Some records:
········

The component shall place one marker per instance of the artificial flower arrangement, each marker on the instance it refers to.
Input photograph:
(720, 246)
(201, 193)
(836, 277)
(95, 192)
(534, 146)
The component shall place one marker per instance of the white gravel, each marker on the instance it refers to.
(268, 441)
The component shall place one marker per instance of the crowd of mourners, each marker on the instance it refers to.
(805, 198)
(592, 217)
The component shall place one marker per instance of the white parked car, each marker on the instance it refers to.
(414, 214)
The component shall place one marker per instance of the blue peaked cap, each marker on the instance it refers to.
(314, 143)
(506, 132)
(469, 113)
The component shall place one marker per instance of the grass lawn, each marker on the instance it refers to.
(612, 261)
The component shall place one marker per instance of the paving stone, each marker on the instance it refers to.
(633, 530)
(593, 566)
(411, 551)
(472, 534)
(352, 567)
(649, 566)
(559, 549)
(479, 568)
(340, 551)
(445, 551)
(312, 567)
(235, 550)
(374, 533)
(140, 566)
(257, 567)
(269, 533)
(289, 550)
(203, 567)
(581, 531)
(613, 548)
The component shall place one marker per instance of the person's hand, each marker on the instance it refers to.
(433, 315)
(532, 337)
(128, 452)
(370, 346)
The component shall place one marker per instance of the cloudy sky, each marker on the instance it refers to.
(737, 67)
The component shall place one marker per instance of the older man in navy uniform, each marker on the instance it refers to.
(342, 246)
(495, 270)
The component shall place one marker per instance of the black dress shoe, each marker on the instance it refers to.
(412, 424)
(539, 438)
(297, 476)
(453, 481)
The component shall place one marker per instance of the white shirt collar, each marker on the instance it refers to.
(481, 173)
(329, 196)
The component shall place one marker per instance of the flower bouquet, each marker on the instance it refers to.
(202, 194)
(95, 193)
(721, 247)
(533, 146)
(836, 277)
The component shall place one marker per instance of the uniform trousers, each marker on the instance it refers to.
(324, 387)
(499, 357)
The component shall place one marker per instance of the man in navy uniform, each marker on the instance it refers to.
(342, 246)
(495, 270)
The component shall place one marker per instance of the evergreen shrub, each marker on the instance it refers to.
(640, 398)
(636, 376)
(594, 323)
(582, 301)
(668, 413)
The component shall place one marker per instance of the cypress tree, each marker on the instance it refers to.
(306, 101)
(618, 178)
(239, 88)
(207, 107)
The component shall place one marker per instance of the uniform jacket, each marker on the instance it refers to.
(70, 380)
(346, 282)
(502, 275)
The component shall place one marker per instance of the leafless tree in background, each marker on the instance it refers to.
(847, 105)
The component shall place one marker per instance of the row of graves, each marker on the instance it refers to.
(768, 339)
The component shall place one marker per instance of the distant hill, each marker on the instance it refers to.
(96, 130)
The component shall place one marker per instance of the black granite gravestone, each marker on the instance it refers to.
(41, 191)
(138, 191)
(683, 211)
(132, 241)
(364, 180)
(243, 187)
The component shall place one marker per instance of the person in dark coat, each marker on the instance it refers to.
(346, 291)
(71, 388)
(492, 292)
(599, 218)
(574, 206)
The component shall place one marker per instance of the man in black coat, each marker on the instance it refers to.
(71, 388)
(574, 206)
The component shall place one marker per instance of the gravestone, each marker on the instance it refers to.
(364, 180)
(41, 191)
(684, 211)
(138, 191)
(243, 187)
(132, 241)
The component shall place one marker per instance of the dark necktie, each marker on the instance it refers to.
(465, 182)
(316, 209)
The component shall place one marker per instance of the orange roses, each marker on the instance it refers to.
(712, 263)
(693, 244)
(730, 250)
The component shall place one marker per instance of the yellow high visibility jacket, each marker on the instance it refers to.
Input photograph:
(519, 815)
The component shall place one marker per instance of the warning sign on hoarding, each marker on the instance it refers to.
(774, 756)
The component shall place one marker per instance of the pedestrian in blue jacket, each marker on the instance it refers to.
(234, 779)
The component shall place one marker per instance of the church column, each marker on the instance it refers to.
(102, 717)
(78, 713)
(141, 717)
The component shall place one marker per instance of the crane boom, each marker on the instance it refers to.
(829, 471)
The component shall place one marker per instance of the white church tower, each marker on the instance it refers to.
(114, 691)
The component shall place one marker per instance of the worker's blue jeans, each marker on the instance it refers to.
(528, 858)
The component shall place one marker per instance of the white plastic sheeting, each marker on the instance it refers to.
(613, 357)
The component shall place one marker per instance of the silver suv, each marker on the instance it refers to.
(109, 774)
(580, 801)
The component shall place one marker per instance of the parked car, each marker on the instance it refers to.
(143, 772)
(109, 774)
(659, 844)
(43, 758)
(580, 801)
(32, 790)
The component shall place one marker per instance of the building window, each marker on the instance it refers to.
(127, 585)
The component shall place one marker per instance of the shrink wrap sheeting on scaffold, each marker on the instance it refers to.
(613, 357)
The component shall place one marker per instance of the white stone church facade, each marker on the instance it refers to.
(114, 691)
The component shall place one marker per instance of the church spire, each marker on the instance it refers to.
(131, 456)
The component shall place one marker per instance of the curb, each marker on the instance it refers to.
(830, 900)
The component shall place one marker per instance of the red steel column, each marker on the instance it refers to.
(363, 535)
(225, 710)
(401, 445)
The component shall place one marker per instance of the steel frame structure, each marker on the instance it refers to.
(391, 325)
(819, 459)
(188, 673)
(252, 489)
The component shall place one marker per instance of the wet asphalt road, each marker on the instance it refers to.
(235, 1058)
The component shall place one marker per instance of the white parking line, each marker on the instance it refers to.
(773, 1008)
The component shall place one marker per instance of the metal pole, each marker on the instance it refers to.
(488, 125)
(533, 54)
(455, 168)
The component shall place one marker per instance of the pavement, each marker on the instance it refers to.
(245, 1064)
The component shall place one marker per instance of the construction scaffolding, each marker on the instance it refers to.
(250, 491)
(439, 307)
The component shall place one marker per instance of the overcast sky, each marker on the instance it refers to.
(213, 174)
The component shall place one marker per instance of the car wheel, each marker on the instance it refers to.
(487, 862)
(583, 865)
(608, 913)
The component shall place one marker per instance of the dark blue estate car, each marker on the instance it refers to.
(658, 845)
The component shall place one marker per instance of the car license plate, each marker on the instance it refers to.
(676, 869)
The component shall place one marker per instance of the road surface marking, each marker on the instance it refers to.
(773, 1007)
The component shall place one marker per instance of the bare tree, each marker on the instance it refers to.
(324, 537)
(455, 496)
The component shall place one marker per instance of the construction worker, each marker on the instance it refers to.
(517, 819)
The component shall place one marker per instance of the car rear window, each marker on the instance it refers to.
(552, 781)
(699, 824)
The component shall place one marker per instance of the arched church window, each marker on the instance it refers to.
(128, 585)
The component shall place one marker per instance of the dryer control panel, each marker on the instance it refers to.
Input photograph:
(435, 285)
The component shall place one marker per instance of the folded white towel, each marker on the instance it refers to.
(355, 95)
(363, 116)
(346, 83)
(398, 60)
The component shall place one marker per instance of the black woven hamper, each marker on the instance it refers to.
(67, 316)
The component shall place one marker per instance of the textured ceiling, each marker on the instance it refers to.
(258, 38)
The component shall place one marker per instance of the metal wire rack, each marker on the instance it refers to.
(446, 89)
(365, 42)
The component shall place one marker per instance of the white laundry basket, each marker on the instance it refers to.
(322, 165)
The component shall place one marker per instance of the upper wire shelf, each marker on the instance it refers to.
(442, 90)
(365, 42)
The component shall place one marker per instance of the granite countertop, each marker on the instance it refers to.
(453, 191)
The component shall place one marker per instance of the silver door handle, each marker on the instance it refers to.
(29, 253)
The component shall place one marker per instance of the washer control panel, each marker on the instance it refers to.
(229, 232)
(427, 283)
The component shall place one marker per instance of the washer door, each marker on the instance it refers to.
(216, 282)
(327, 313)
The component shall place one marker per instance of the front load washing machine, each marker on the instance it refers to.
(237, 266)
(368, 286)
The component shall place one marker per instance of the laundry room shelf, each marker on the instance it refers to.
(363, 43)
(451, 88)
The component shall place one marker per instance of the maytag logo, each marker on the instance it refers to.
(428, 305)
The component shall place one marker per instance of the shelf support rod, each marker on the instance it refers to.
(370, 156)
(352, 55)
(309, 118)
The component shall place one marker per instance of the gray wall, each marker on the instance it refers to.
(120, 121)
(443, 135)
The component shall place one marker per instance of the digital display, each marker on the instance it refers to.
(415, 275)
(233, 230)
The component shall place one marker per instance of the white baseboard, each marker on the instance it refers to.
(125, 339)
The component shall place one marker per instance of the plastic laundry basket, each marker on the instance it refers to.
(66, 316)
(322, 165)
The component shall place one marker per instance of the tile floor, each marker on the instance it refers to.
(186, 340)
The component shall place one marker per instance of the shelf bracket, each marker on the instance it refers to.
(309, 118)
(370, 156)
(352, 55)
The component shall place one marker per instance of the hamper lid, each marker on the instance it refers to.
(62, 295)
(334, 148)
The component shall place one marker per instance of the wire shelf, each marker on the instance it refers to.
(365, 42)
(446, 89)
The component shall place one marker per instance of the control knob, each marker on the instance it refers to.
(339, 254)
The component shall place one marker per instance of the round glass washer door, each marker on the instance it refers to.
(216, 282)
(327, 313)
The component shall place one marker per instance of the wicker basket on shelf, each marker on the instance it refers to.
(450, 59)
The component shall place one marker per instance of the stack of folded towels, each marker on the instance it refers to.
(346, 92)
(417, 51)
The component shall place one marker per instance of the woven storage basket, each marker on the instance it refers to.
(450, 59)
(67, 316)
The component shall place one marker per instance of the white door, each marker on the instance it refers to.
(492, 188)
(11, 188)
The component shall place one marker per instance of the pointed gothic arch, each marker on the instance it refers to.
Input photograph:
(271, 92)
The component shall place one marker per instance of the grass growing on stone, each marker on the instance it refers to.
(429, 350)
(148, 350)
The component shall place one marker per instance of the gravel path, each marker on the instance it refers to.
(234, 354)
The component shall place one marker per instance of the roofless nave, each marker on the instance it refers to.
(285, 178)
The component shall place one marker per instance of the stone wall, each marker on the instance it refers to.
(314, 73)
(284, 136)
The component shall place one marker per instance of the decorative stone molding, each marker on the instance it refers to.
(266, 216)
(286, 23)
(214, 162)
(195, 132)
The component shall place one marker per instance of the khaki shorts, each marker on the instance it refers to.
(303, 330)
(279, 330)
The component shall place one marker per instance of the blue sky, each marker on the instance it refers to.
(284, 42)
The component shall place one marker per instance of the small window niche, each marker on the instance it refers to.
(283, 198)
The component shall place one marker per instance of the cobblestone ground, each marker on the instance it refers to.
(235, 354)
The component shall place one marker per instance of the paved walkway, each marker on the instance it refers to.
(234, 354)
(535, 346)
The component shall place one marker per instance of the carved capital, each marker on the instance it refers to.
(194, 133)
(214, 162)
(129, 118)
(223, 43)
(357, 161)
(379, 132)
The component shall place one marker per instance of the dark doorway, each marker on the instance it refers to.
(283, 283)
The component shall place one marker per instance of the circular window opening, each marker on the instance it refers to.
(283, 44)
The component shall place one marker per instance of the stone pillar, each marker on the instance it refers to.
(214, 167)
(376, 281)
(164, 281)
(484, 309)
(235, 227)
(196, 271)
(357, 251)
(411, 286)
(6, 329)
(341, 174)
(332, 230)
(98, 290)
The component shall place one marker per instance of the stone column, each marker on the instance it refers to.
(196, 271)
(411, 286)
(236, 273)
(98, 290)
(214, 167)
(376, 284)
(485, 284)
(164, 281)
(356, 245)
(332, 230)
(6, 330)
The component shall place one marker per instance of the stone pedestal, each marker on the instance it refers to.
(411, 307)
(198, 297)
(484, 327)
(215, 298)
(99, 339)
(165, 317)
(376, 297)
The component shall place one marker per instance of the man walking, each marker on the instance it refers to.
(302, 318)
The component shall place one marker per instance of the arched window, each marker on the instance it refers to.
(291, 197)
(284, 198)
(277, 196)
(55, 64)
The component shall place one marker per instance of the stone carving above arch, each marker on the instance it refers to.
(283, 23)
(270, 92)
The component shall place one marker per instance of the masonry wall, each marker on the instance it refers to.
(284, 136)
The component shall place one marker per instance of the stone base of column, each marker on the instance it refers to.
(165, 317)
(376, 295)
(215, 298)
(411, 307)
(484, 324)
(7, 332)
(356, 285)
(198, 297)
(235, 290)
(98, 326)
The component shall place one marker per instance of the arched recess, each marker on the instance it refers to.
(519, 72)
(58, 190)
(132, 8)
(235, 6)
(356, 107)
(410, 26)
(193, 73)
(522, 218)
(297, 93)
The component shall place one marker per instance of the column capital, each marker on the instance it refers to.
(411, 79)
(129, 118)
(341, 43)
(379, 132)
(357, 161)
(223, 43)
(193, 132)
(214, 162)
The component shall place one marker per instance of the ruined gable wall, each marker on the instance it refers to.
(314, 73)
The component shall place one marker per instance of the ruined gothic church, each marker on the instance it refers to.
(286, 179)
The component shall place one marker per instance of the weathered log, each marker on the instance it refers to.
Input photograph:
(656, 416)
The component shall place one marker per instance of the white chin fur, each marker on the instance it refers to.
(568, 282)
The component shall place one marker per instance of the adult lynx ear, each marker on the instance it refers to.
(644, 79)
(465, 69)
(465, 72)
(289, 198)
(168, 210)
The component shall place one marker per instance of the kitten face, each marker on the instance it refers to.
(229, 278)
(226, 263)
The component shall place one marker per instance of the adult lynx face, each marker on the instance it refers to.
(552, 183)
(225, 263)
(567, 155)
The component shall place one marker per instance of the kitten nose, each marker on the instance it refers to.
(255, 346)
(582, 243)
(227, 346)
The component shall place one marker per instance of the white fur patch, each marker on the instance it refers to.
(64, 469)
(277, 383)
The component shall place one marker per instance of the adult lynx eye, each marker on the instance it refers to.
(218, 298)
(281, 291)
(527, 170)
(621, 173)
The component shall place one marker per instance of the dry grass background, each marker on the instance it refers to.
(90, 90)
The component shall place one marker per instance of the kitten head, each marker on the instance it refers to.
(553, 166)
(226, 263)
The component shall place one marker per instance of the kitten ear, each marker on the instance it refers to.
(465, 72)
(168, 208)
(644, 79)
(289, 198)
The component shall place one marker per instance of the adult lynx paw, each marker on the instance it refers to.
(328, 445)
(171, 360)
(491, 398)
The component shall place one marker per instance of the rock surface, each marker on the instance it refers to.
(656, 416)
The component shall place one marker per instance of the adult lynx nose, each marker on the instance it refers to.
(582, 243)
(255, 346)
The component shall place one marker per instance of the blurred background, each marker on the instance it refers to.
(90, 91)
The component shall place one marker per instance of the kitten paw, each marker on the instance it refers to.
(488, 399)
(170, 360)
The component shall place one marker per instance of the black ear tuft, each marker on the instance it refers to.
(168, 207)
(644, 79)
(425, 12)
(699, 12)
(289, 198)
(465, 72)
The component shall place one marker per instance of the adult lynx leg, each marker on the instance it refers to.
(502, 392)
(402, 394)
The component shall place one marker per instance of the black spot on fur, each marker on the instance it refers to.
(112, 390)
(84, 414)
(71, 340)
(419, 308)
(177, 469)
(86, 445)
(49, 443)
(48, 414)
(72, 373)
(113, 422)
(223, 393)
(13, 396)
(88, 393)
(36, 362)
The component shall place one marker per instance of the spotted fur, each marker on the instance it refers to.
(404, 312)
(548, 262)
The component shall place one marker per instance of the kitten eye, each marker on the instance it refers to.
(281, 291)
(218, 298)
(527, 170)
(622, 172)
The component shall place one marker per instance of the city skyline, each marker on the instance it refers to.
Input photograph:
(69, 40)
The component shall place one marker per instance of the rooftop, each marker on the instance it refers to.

········

● Task instructions: Your task is to output exactly the lines running from the one with "kitten head, each" through the final line of the material above, with both ends included.

● Full solution:
The component shall place one marker per instance of the kitten head, each marker on the instance it refers to.
(553, 166)
(226, 263)
The component shall place one marker per instance of the kitten ear, each marker on the instance it refers to.
(465, 72)
(168, 208)
(644, 79)
(289, 198)
The component shall place one marker per instance of the adult lynx paw, each marker on the instance it refers to.
(328, 445)
(171, 360)
(491, 398)
The component shall place one marker per instance of the rock surface, each marker on the instance it refers to.
(656, 416)
The component shall place one marker per instance of the adult lynx nose, each marker on the instance it refers to.
(582, 243)
(255, 346)
The component shall place one marker per instance of the blurred background, each marker on the instance it refers to.
(90, 91)
The component shall place one marker per instance of the kitten paw, each marker on the instance it refers to.
(488, 399)
(170, 360)
The component shall place one marker per instance of the black ear tuft, each marker on the instance it refers to.
(168, 207)
(644, 79)
(425, 12)
(699, 12)
(289, 198)
(465, 72)
The component shall place one marker per instance of the adult lynx leg, each marker on the instance it refers to.
(502, 392)
(402, 394)
The component shall place one marker per instance of the black spot on fur, each marker on the instance it refers to.
(112, 390)
(84, 414)
(71, 340)
(419, 308)
(177, 469)
(86, 445)
(49, 443)
(48, 414)
(72, 373)
(113, 422)
(223, 393)
(13, 396)
(88, 393)
(36, 362)
The component shall place one marker per instance of the spotted fur, each marker on the instance it refers to.
(404, 312)
(548, 262)
The component shall place one marker per instance of the kitten eye, each marker on the instance it refers to.
(281, 291)
(218, 298)
(527, 170)
(622, 172)
The component shall place one marker per instance of the city skyline, each marker on the instance it refers to.
Input photograph:
(69, 40)
The component shall place one marker per instance of the rooftop, each marker on the instance it refers to.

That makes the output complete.